• [WHAT TO DO] The response must reproduce every record below without alteration.

== DATA FOR THIS EXERCISE ==

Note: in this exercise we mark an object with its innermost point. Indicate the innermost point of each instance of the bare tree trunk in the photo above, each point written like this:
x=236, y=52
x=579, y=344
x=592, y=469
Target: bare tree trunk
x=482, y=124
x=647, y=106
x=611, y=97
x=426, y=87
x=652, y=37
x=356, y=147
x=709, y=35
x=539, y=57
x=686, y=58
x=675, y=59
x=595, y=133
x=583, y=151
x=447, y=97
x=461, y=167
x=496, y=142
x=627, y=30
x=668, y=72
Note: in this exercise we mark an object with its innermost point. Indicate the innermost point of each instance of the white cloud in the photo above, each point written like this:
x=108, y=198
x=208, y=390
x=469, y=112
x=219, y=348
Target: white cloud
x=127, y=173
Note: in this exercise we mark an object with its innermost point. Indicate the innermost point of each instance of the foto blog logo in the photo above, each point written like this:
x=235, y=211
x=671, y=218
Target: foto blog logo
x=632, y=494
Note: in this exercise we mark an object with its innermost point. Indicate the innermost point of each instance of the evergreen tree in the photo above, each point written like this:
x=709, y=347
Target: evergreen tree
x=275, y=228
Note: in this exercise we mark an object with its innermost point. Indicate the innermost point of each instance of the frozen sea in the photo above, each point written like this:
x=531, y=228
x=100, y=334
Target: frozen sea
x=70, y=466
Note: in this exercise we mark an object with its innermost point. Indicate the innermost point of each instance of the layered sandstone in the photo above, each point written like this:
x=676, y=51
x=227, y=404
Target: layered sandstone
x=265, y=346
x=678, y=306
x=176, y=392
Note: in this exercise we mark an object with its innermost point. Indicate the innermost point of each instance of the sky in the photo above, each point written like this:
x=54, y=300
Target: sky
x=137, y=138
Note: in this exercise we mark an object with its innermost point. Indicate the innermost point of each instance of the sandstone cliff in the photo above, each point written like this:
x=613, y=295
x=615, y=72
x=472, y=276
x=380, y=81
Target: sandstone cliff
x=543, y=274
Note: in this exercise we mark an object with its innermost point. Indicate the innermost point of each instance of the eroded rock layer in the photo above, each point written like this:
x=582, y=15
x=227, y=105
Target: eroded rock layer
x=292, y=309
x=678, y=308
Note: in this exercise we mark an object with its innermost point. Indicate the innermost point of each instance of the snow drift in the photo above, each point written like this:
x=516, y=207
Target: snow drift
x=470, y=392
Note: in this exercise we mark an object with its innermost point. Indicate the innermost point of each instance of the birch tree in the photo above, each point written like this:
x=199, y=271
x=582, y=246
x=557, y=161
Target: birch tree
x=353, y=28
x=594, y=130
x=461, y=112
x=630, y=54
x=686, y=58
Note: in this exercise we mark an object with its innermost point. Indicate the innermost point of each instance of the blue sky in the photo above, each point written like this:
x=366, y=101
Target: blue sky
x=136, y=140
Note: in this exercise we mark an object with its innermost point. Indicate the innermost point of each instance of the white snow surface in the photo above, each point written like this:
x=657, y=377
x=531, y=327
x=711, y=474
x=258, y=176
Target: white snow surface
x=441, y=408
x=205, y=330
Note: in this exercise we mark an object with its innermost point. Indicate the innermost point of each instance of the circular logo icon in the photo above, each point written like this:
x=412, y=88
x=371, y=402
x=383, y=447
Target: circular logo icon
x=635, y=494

===

• [RESPONSE]
Note: in this exercise we mark an object with its innermost point. Indicate the innermost point of each instance of the bare tree trunk in the photo above, each point written like this:
x=236, y=52
x=579, y=344
x=592, y=469
Target: bare tree trunk
x=482, y=124
x=647, y=106
x=611, y=97
x=426, y=87
x=652, y=37
x=356, y=147
x=709, y=35
x=539, y=57
x=686, y=58
x=675, y=59
x=595, y=133
x=583, y=151
x=447, y=97
x=461, y=167
x=496, y=142
x=627, y=30
x=668, y=72
Note: in this exercise we mark an object with its innermost point. Indicate the innermost point of each instance of the white cloud in the photo above, each point written like this:
x=108, y=198
x=208, y=390
x=469, y=112
x=219, y=348
Target: white cloud
x=127, y=173
Note: in this exercise we mark an object with its innermost point. Indicate the innermost point of each instance of the foto blog logo in the photo above, each point written like this:
x=235, y=211
x=671, y=218
Target: foto blog logo
x=632, y=494
Note: in this exercise we mark an object with its innermost point. Indicate the innermost point of each instance of the evergreen tree in the photo above, each point written like this:
x=709, y=347
Target: evergreen tree
x=275, y=228
Note: in this exercise we mark an object with its innermost point. Indicate the innermost point of each instance of the frozen sea in the photo above, each point written like this:
x=531, y=228
x=100, y=334
Target: frozen sea
x=70, y=466
Note: in this exercise we mark an object with its innermost point. Indicate the innermost point of each instance of the layered sandstone in the photo above, each point written like this:
x=676, y=51
x=227, y=404
Target: layered sandstone
x=265, y=346
x=678, y=306
x=176, y=392
Note: in this exercise we mark an object with its innermost point. Indicate the innermost point of each instance of the sky in the photo above, each point written like this:
x=54, y=300
Target: sky
x=137, y=138
Note: in this exercise we mark an object with its innermost point. Indicate the innermost point of each instance of the sandstone cliff in the photo above, each point written like this:
x=613, y=295
x=615, y=72
x=472, y=276
x=380, y=81
Target: sandstone cliff
x=543, y=274
Note: in this exercise we mark an object with its innermost point. Indicate the innermost point of each instance of the eroded rock layer in the photo above, each point written like this:
x=582, y=15
x=227, y=105
Target: eroded rock layer
x=292, y=309
x=678, y=308
Note: in this exercise we mark an object with its innermost point. Indicate the innermost point of each instance of the snow drift in the photo above, each point written like this:
x=516, y=207
Target: snow drift
x=470, y=392
Note: in this exercise we mark an object with its innermost point. Indicate the innermost point of each instance of the birch tree in the photo above, each point written like this:
x=199, y=271
x=582, y=246
x=557, y=161
Target: birch tree
x=353, y=28
x=594, y=130
x=461, y=112
x=630, y=54
x=686, y=58
Note: in this exercise we mark an object with its innermost point. Indicate the innermost point of each instance of the blue sky in the photo above, each point written like this:
x=366, y=101
Target: blue sky
x=136, y=140
Note: in this exercise we mark an object with its innermost point. Indicate the innermost point of each instance of the white snow surface in the photo above, each point written like this:
x=657, y=377
x=531, y=327
x=711, y=474
x=258, y=176
Target: white snow surface
x=441, y=408
x=205, y=330
Note: in this exercise we mark an object with its innermost point. Indicate the innermost point of each instance of the circular logo icon in the photo above, each point written like this:
x=412, y=88
x=371, y=402
x=383, y=447
Target: circular logo icon
x=635, y=494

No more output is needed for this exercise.